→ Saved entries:
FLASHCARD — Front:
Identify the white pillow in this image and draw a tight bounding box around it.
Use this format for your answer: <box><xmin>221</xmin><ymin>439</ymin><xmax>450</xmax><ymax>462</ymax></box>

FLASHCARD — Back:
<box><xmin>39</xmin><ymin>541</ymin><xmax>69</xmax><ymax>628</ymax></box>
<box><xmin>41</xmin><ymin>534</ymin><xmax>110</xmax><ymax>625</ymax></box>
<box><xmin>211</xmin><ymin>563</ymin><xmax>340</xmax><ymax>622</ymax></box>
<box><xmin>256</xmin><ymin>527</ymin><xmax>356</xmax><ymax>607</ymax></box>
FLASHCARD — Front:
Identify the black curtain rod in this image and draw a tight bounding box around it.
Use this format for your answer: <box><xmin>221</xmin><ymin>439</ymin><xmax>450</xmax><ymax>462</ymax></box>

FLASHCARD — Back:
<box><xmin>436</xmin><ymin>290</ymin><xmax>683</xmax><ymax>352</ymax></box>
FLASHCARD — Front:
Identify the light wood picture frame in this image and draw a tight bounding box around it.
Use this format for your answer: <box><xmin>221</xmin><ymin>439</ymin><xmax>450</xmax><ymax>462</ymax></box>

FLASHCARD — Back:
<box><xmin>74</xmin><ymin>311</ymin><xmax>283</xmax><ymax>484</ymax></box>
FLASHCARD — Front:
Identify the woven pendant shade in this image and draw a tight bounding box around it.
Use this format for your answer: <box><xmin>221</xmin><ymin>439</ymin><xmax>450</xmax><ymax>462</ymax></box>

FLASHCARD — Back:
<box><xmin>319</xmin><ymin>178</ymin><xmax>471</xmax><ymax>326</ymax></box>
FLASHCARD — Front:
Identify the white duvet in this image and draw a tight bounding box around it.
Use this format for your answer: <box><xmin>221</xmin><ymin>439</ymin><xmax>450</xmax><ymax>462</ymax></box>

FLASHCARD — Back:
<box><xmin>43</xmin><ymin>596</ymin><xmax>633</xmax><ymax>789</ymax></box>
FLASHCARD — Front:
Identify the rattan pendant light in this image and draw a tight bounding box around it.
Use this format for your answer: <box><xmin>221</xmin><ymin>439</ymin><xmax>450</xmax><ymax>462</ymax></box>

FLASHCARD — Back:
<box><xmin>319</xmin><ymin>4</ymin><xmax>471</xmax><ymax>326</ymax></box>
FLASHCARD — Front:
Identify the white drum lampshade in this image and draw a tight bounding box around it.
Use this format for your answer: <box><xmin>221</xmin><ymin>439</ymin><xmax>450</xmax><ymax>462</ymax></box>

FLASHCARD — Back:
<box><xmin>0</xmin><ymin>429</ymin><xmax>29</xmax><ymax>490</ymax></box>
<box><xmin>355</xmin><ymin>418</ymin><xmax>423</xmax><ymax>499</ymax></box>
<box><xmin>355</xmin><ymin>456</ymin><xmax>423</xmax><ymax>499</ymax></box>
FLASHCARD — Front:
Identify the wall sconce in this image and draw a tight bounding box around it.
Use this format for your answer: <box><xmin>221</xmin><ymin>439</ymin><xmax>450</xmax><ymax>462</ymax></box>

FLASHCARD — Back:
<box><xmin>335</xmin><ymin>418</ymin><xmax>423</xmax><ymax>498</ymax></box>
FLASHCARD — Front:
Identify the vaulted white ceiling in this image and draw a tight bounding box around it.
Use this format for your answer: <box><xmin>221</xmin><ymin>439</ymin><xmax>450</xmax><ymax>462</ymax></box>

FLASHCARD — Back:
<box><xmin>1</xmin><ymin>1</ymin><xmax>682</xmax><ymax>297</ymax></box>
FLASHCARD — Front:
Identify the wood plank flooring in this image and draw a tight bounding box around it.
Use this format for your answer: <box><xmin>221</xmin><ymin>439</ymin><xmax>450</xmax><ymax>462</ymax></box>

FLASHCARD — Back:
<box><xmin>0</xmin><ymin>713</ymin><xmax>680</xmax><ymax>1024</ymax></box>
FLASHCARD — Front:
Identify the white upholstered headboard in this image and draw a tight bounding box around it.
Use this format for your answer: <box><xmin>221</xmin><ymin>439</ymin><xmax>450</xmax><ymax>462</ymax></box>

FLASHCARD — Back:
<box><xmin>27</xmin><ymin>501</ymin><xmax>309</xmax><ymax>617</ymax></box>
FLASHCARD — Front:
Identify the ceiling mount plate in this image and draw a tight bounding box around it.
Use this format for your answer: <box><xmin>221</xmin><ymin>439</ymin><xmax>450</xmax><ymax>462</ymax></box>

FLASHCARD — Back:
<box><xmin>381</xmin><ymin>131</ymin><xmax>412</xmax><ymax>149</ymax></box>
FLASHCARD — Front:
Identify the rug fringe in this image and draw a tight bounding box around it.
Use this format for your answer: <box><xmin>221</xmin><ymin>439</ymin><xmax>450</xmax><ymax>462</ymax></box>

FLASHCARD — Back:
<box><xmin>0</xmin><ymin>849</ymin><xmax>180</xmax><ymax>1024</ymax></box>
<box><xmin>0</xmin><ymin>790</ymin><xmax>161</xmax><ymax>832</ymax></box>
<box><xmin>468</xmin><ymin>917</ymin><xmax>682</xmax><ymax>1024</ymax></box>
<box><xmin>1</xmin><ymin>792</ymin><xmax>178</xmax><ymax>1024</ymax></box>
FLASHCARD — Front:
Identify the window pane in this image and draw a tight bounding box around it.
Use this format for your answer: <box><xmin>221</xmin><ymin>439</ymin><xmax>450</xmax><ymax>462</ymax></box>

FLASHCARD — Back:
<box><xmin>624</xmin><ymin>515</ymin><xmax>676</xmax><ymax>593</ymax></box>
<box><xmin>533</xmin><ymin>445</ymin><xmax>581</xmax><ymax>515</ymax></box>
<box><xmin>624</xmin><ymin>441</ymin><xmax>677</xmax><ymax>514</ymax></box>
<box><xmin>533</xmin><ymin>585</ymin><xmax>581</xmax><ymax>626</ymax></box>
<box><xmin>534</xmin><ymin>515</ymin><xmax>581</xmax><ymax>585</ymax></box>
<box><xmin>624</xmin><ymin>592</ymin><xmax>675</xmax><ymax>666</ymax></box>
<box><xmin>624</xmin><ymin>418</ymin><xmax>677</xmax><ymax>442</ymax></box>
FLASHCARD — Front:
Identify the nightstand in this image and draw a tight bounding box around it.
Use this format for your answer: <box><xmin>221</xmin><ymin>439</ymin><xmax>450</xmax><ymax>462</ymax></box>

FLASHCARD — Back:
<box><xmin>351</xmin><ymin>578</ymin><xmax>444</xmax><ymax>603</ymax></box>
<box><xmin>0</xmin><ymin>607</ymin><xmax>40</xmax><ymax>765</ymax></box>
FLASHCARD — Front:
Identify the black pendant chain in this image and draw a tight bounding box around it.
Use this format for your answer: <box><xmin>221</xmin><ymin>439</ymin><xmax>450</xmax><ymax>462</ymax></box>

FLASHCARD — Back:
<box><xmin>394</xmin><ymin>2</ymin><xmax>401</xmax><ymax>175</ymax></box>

→ Work request:
Give back the complete data exactly as supplied.

→ Response below:
FLASHCARD — Front:
Identify the white pillow in this image and draw a tight bounding box around it.
Use this format for your answer: <box><xmin>221</xmin><ymin>439</ymin><xmax>450</xmax><ymax>462</ymax></box>

FLASHCARD — Back:
<box><xmin>39</xmin><ymin>541</ymin><xmax>69</xmax><ymax>628</ymax></box>
<box><xmin>41</xmin><ymin>534</ymin><xmax>110</xmax><ymax>625</ymax></box>
<box><xmin>211</xmin><ymin>563</ymin><xmax>340</xmax><ymax>622</ymax></box>
<box><xmin>256</xmin><ymin>527</ymin><xmax>356</xmax><ymax>607</ymax></box>
FLASHCARD — Front:
Identify the black curtain rod in this image and draw a tight bounding box around it.
Use this format for your answer: <box><xmin>221</xmin><ymin>439</ymin><xmax>450</xmax><ymax>462</ymax></box>

FLASHCARD — Back:
<box><xmin>436</xmin><ymin>290</ymin><xmax>683</xmax><ymax>352</ymax></box>
FLASHCARD — Front:
Identify the light wood picture frame in this image and draw a tight bounding box around it.
Use this format for your answer: <box><xmin>221</xmin><ymin>439</ymin><xmax>450</xmax><ymax>462</ymax></box>

FLASHCARD — Back:
<box><xmin>74</xmin><ymin>311</ymin><xmax>283</xmax><ymax>484</ymax></box>
FLASHCARD — Front:
Identify the woven pendant shade in this image and draw a tight bounding box around it.
Use this format for your answer: <box><xmin>221</xmin><ymin>439</ymin><xmax>450</xmax><ymax>462</ymax></box>

FLASHCARD — Back:
<box><xmin>319</xmin><ymin>178</ymin><xmax>471</xmax><ymax>326</ymax></box>
FLASHCARD — Front:
Identify the white duvet in this image and draw a tight bounding box around it.
Use this format for your answer: <box><xmin>221</xmin><ymin>439</ymin><xmax>450</xmax><ymax>462</ymax></box>

FLASHCARD — Back:
<box><xmin>43</xmin><ymin>596</ymin><xmax>633</xmax><ymax>789</ymax></box>
FLASHCARD — Front:
Identify the rattan pendant light in this image and draw a tight bounding box around it.
Use this format for your answer: <box><xmin>221</xmin><ymin>439</ymin><xmax>450</xmax><ymax>462</ymax></box>

FLASHCARD — Back:
<box><xmin>319</xmin><ymin>4</ymin><xmax>471</xmax><ymax>326</ymax></box>
FLASHCARD — Front:
Identify the white drum lampshade in this image and draw a tight bounding box around it.
Use this format for your answer: <box><xmin>221</xmin><ymin>439</ymin><xmax>450</xmax><ymax>462</ymax></box>

FLASHCARD — Back:
<box><xmin>0</xmin><ymin>429</ymin><xmax>29</xmax><ymax>490</ymax></box>
<box><xmin>355</xmin><ymin>418</ymin><xmax>423</xmax><ymax>499</ymax></box>
<box><xmin>355</xmin><ymin>456</ymin><xmax>423</xmax><ymax>499</ymax></box>
FLASHCARD — Front:
Identify the wall sconce in this image and draw a tight bounding box around it.
Use this format for your answer: <box><xmin>221</xmin><ymin>439</ymin><xmax>450</xmax><ymax>462</ymax></box>

FLASHCARD — Back:
<box><xmin>335</xmin><ymin>418</ymin><xmax>423</xmax><ymax>498</ymax></box>
FLASHCARD — Front:
Identify the vaulted white ceiling in this image and draw a tight bounding box around it.
Use this format for your answer: <box><xmin>221</xmin><ymin>439</ymin><xmax>450</xmax><ymax>462</ymax></box>

FLASHCARD — Back:
<box><xmin>1</xmin><ymin>1</ymin><xmax>682</xmax><ymax>297</ymax></box>
FLASHCARD — Front:
Identify the wood plank flooring in this image and draw a tight bounding box around it.
Use this format for your answer: <box><xmin>221</xmin><ymin>439</ymin><xmax>450</xmax><ymax>462</ymax></box>

FLASHCARD — Back:
<box><xmin>0</xmin><ymin>713</ymin><xmax>680</xmax><ymax>1024</ymax></box>
FLASHCARD — Front:
Identify the white upholstered headboard in this image and draw a tight bounding box around it.
Use this format for your answer: <box><xmin>221</xmin><ymin>439</ymin><xmax>450</xmax><ymax>462</ymax></box>

FLASHCARD — Back:
<box><xmin>27</xmin><ymin>501</ymin><xmax>309</xmax><ymax>617</ymax></box>
FLASHCARD — Front:
Identify the ceiling mount plate in this image and draw a tight bounding box around it.
Use this format for your answer: <box><xmin>221</xmin><ymin>439</ymin><xmax>450</xmax><ymax>462</ymax></box>

FLASHCARD — Back:
<box><xmin>381</xmin><ymin>131</ymin><xmax>412</xmax><ymax>149</ymax></box>
FLASHCARD — Front:
Identify the rug fringe in this image and draw a tight bounding box around it.
Use this format for your answer: <box><xmin>221</xmin><ymin>439</ymin><xmax>450</xmax><ymax>462</ymax></box>

FLASHCARD — Back:
<box><xmin>0</xmin><ymin>849</ymin><xmax>180</xmax><ymax>1024</ymax></box>
<box><xmin>0</xmin><ymin>790</ymin><xmax>161</xmax><ymax>832</ymax></box>
<box><xmin>468</xmin><ymin>917</ymin><xmax>682</xmax><ymax>1024</ymax></box>
<box><xmin>1</xmin><ymin>792</ymin><xmax>178</xmax><ymax>1024</ymax></box>
FLASHCARD — Front:
Identify the window pane in this image and draw a tight bounding box around it.
Use this format for your answer: <box><xmin>221</xmin><ymin>439</ymin><xmax>450</xmax><ymax>462</ymax></box>

FLASHCARD — Back:
<box><xmin>624</xmin><ymin>515</ymin><xmax>676</xmax><ymax>593</ymax></box>
<box><xmin>533</xmin><ymin>445</ymin><xmax>581</xmax><ymax>515</ymax></box>
<box><xmin>624</xmin><ymin>441</ymin><xmax>677</xmax><ymax>514</ymax></box>
<box><xmin>533</xmin><ymin>585</ymin><xmax>581</xmax><ymax>626</ymax></box>
<box><xmin>534</xmin><ymin>515</ymin><xmax>581</xmax><ymax>585</ymax></box>
<box><xmin>624</xmin><ymin>592</ymin><xmax>675</xmax><ymax>666</ymax></box>
<box><xmin>624</xmin><ymin>418</ymin><xmax>677</xmax><ymax>442</ymax></box>
FLASHCARD — Front:
Identify the nightstand in this image and draw a tight bounding box around it.
Use this format for your answer: <box><xmin>221</xmin><ymin>439</ymin><xmax>450</xmax><ymax>462</ymax></box>

FLASHCARD — Back:
<box><xmin>351</xmin><ymin>578</ymin><xmax>444</xmax><ymax>603</ymax></box>
<box><xmin>0</xmin><ymin>607</ymin><xmax>40</xmax><ymax>765</ymax></box>
FLASHCARD — Front:
Identify the black pendant chain in this image and draw a tight bounding box around it.
Use this format for your answer: <box><xmin>221</xmin><ymin>439</ymin><xmax>450</xmax><ymax>462</ymax></box>

FLASHCARD — Back:
<box><xmin>394</xmin><ymin>2</ymin><xmax>401</xmax><ymax>175</ymax></box>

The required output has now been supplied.